**Requirements:**
a: In the COBOL design takeaways below, condense the point that begins "Top-down design is the foundation" into one shorter sentence that keeps its main facts.
b: Extend the COBOL paragraph design takeaways below, continuing from the point where they stop.

**Text shown:**
::::::::
Key Takeaways — Chapter 8: Paragraph and Section Design

Core Concepts

  1. Top-down design is the foundation of structured COBOL programming. Start with the program's overall purpose in 1000-MAIN, decompose into major steps, and continue decomposing until each paragraph is small and single-purpose.

  2. Every batch program follows the IPT pattern. Initialize-Process-Terminate structures virtually every COBOL batch program. Learn it, use it, teach it.

  3. Paragraph names are the primary documentation. Verb-noun naming with hierarchical numbering communicates program structure without reading a single line of business logic.

  4. High cohesion, low coupling. Each paragraph should do one thing (cohesion) and communicate with other paragraphs through clear contracts like 88-level condition names (low coupling).

  5. Self-documenting code is not a luxury — it is a survival strategy. Programs live for decades. When a business analyst can read your paragraph names and verify correctness, you have achieved the gold standard.

Design Principles

  • The Rule of 7: No paragraph should PERFORM more than ~7 subordinate paragraphs
  • The Scroll Test: No paragraph body should exceed one screen (~25-50 lines)
  • The Single-Sentence Test: If you need "and" to describe what a paragraph does, split it
  • The Misleading Name Test: A paragraph that does more than its name implies is worse than a vaguely named paragraph

GO TO Decision Framework

Situation Recommendation
Shop bans GO TO entirely Use condition flags or inline PERFORM with EXIT PERFORM
Shop allows disciplined GO TO GO TO only to exit paragraphs within PERFORM THRU ranges
Maintaining legacy GO TO code Document the flow; refactor when opportunity arises
Backward GO TO (loop simulation) Always replace with PERFORM UNTIL
Forward GO TO across >20 lines Replace with structured alternatives

Program Design Checklist

  • [ ] 1000-MAIN follows IPT pattern
  • [ ] Hierarchical numbering: 1000s (main), 2000s (processing), 3000s (detail), 9000s (error)
::::::::
**Given information:**
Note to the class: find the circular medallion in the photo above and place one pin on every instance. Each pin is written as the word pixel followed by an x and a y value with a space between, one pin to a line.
::::::::
**Responses per task:**
a: Structured COBOL rests on top-down design: begin with the program's purpose in 1000-MAIN, break it into major steps, and keep breaking them down until every paragraph is small and does one thing.

b:
  • [ ] All paragraphs use verb-noun names
  • [ ] No paragraph exceeds 50 lines
  • [ ] No nesting deeper than 3 levels within any paragraph
  • [ ] 88-level condition names for all inter-paragraph communication
  • [ ] Every EVALUATE has WHEN OTHER
  • [ ] All END-IF, END-EVALUATE, END-PERFORM used (no period-delimited conditionals)
  • [ ] Single entry, single exit for every paragraph
  • [ ] Every paragraph is PERFORMed (no dead code)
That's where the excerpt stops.